TASK DESCRIPTION -
Render these records as a JSON list of strings with one string per line, leaving out blank lines. Do not include the pictures in the answer.

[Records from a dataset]
◆ ◆ ◆ ◆ ◆

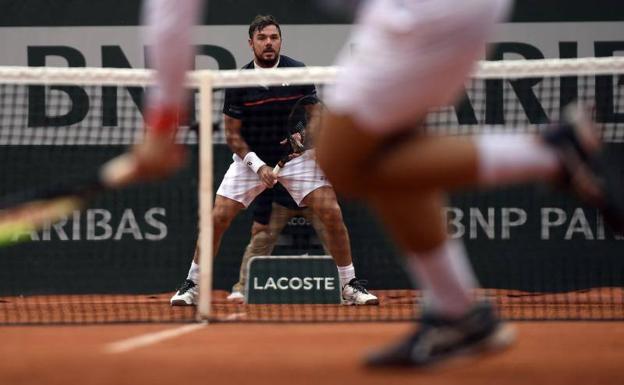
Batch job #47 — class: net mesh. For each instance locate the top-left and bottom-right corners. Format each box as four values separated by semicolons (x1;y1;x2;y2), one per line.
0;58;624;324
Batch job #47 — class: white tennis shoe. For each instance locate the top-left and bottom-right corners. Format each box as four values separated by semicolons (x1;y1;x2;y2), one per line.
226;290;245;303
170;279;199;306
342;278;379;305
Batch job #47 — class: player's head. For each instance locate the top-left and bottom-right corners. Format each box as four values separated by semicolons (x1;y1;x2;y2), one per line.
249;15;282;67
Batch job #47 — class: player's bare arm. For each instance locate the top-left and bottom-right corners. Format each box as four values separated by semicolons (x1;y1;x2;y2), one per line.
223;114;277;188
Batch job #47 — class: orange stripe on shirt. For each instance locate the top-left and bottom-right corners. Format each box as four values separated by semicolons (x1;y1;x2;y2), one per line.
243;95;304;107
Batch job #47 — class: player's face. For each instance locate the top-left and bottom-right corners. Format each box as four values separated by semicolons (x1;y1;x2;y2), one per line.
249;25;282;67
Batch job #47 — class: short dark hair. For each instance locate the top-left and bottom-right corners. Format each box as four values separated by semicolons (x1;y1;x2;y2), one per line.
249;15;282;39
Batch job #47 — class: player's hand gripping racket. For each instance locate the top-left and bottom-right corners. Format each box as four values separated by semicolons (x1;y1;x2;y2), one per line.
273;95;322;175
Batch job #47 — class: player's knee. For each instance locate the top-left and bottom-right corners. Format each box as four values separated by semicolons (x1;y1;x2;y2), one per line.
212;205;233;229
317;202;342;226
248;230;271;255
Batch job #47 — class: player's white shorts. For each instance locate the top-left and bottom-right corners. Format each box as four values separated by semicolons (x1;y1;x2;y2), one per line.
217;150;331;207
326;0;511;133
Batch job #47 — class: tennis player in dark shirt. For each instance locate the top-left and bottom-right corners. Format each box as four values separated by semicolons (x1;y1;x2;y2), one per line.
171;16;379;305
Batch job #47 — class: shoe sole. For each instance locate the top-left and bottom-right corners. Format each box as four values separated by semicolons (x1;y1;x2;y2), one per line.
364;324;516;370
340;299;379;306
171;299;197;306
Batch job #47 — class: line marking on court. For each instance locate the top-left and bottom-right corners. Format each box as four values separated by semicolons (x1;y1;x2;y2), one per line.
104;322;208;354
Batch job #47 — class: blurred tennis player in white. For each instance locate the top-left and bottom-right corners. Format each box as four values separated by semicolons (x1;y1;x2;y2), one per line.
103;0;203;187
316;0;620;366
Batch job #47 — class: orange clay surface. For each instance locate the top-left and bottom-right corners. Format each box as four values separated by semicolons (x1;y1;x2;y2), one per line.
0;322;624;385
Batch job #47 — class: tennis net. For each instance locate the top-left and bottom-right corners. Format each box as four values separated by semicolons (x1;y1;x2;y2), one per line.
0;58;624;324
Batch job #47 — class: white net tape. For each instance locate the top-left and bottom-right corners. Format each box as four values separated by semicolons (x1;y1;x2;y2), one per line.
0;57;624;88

◆ ◆ ◆ ◆ ◆

RESULT OF THIS TASK -
[
  "Batch job #47 — class: net mesh. For each instance locate the top-left and bottom-right corners. Format each box as four values separated by semicolons (x1;y1;x2;y2), one per line.",
  "0;58;624;324",
  "Batch job #47 — class: white tennis shoe. For each instance locate the top-left and bottom-right corners. Format each box as four values separated by semicolons (x1;y1;x2;y2), one per line.",
  "226;290;245;303",
  "170;279;199;306",
  "342;278;379;305",
  "Batch job #47 — class: player's head. For each instance locate the top-left and bottom-right corners. Format each box as four values separated by semicolons (x1;y1;x2;y2), one per line.",
  "249;15;282;67",
  "Batch job #47 — class: player's bare arm. For each instance locate the top-left and bottom-right corners. Format each box as four values separated by semicolons (x1;y1;x2;y2), one per line.",
  "223;114;277;188",
  "Batch job #47 — class: orange stripe on shirt. For each instance locate the top-left and bottom-right corners. Format each box as four values separated by semicolons (x1;y1;x2;y2), one per line.",
  "243;95;304;107",
  "Batch job #47 — class: player's face. For each instance locate the top-left and bottom-right corners. Format each box as four values separated by semicolons (x1;y1;x2;y2), one per line.",
  "249;25;282;67",
  "Batch job #47 — class: short dark hair. For each instance locate the top-left and bottom-right corners. Format each box as four values separated by semicolons (x1;y1;x2;y2), one per line.",
  "249;15;282;39",
  "Batch job #47 — class: player's hand gripping racket. For each instance locate the top-left and bottom-right corners. Format each box as four values separated by semicolons (x1;y1;x2;y2), one per line.",
  "273;95;322;175",
  "Batch job #47 — class: player's knee. For each instance locate the top-left and bottom-right corners. Format each box as four values separated by semicolons (x1;y1;x2;y2), one per line.",
  "212;205;233;229",
  "317;202;342;226",
  "248;230;271;255",
  "Batch job #47 — class: player's white shorts. For each instance locate the top-left and bottom-right corners. Format each box as four values separated by semicolons (x1;y1;x2;y2), one per line.",
  "217;150;331;207",
  "326;0;511;133",
  "Batch job #47 — class: tennis player in dark shirt. For each instance locate the top-left and bottom-right corners. Format each box as four values separated by semicolons (x1;y1;x2;y2), one per line.",
  "171;16;379;305",
  "Batch job #47 — class: shoe sole. For each instance locate the top-left and bottom-right corners. Format each box as four values separated by semicolons (x1;y1;x2;y2), one per line.",
  "364;324;516;370",
  "340;299;379;306",
  "171;299;197;306",
  "Batch job #47 — class: line marking on court. For each instance locate the top-left and bottom-right corners. Format each box as four values separated by semicolons (x1;y1;x2;y2), one per line.",
  "104;322;208;354",
  "Batch job #47 — class: blurred tennis player in white. For each instance locate the top-left and bottom-right corners. Format each box as four values separated by semicolons (x1;y1;x2;y2), one per line.",
  "103;0;203;187",
  "316;0;620;366",
  "Batch job #47 — class: orange clay surface. For each instance locate the top-left and bottom-right corners. Format each box as four values separated by semicolons (x1;y1;x2;y2), one per line.",
  "0;322;624;385",
  "Batch job #47 — class: tennis net. For each instance locate the top-left and bottom-right corners. Format each box as four values separated by semicolons (x1;y1;x2;y2), one per line.",
  "0;58;624;324",
  "Batch job #47 — class: white net tape. For each instance locate the top-left and bottom-right corners. Format each box as four values separated by semicolons (x1;y1;x2;y2), one per line.",
  "0;57;624;88"
]